## Begin
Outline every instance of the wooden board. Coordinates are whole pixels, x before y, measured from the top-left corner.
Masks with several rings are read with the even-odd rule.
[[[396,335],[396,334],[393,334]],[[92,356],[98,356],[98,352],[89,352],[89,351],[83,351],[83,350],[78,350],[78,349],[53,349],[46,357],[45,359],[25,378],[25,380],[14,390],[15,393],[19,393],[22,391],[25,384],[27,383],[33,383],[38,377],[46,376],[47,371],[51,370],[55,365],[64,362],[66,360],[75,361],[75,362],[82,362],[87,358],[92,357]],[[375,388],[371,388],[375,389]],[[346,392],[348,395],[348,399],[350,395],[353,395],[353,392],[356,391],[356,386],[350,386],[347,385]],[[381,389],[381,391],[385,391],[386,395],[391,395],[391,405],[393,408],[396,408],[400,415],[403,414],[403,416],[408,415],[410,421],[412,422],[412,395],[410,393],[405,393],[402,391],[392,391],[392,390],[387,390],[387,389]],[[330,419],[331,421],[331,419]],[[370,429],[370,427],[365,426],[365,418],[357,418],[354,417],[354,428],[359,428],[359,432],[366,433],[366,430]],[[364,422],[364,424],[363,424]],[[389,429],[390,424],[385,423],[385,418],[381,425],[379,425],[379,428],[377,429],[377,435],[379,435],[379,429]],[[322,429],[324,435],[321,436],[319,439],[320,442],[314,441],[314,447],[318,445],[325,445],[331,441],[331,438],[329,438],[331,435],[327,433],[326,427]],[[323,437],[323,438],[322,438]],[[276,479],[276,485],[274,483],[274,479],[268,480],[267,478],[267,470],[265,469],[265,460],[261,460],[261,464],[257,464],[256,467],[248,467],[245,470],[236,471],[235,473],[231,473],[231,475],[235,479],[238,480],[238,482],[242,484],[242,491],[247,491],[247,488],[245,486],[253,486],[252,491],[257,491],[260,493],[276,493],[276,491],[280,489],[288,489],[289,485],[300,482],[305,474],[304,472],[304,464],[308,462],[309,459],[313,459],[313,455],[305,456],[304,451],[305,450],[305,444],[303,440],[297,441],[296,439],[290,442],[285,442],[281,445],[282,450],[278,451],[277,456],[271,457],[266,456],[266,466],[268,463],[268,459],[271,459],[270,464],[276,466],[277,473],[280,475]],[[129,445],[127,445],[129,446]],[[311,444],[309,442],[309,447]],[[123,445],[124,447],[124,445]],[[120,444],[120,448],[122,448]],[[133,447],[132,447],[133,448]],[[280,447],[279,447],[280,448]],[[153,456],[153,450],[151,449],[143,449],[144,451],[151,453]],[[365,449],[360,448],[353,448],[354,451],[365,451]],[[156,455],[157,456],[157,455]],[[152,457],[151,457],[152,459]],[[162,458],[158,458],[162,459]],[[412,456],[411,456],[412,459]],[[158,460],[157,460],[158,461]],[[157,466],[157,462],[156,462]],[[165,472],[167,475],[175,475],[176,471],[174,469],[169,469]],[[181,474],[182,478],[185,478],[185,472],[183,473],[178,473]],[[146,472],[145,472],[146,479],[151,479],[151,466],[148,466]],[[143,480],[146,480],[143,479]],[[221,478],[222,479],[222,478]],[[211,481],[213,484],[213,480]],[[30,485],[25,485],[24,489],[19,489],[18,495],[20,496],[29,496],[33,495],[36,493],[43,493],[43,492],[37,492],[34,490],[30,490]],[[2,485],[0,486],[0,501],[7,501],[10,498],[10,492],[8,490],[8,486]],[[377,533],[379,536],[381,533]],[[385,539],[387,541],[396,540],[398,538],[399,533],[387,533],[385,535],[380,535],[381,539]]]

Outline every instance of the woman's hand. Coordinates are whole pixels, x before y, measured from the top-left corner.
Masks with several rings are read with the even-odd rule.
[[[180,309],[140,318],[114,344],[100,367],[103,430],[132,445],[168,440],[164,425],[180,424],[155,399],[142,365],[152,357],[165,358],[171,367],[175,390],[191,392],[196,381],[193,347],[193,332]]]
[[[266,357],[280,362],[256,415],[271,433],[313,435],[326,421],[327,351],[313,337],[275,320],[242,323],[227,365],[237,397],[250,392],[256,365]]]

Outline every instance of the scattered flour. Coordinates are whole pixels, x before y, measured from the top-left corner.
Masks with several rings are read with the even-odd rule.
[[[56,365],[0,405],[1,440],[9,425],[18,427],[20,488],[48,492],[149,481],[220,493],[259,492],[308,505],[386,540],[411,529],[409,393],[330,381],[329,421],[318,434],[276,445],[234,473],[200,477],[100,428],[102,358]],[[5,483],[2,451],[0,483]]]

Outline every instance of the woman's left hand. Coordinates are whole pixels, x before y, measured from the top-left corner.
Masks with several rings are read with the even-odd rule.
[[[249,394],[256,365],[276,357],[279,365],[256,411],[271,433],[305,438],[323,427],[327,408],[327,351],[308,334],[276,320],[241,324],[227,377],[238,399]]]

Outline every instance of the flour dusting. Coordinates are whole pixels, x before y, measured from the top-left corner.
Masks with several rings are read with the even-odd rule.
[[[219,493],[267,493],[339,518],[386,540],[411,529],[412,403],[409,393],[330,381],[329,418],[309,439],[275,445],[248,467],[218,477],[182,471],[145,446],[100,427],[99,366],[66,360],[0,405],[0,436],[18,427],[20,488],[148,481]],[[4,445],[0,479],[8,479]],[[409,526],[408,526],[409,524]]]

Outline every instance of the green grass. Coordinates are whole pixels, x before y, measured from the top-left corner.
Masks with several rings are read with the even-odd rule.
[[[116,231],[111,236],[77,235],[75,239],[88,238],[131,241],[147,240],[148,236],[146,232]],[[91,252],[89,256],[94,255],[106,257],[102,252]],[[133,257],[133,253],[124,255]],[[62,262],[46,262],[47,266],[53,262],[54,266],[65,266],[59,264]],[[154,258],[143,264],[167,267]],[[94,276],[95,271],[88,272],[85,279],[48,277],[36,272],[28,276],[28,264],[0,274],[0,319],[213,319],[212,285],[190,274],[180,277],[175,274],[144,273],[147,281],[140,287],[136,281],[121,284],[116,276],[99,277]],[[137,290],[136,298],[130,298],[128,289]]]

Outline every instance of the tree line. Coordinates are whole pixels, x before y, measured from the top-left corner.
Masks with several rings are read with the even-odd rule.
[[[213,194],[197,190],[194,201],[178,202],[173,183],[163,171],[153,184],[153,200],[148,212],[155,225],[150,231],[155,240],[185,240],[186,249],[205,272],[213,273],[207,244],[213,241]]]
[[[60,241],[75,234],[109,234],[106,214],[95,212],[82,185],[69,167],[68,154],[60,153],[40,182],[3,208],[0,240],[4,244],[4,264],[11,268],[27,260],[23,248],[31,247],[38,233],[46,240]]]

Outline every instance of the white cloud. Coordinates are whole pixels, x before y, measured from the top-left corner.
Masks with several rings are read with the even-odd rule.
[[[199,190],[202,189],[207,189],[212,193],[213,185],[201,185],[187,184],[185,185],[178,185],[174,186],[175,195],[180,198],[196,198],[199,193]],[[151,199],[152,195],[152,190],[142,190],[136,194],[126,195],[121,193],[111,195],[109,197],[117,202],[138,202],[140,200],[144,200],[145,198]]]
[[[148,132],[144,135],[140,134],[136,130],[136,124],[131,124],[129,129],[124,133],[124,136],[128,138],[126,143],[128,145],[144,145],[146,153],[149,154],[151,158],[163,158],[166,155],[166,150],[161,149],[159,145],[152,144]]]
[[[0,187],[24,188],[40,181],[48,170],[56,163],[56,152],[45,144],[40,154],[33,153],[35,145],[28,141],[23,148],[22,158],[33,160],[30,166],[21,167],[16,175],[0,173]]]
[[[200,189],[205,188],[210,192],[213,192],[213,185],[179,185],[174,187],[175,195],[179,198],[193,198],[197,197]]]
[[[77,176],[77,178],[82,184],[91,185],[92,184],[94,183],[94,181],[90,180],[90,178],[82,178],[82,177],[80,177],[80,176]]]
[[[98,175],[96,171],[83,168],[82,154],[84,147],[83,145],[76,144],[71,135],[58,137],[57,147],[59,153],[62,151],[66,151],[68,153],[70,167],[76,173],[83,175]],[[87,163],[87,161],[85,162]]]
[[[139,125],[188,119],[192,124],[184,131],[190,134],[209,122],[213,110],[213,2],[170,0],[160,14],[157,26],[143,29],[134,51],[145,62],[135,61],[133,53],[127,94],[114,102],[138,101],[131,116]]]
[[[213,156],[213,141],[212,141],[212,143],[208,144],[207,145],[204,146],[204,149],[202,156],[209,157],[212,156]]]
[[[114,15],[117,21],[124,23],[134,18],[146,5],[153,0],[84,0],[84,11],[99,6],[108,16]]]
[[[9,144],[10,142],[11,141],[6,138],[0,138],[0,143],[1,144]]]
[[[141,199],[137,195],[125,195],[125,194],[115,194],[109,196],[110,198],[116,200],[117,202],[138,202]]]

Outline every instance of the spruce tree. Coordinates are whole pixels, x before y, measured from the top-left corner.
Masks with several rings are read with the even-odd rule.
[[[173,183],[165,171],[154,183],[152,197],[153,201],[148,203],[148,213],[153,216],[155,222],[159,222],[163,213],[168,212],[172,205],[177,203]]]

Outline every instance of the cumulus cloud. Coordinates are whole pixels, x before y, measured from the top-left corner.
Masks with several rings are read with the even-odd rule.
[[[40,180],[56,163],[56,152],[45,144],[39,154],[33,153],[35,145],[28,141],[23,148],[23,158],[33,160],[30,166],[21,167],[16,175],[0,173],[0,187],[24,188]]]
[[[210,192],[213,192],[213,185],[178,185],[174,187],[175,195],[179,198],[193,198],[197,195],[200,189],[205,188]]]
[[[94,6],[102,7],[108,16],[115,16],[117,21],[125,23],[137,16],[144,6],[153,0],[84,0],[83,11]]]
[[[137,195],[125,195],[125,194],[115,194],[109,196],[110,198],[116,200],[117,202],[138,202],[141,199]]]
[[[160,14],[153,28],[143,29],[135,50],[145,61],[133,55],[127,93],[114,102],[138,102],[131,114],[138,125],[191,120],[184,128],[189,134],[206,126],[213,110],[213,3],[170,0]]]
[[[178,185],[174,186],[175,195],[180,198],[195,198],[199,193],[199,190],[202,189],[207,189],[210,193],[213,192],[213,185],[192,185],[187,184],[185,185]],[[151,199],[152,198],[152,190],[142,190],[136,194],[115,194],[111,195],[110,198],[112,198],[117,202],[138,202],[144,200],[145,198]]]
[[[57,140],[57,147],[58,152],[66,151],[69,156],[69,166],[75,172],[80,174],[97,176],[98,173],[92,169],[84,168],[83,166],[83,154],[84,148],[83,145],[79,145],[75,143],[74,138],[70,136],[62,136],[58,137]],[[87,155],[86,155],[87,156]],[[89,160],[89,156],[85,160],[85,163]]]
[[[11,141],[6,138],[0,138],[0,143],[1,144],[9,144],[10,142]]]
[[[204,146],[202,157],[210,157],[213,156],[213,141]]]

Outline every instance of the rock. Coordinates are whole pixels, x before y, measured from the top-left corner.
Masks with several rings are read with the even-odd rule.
## End
* [Prompt] Copy out the lines from the line containing "Outline every instance of the rock." to the end of the listing above, without alteration.

* [Complete response]
Outline every instance of the rock. Coordinates are whole pixels, x before y, measured from the top-left corner.
Masks with several rings are read with the even-odd rule.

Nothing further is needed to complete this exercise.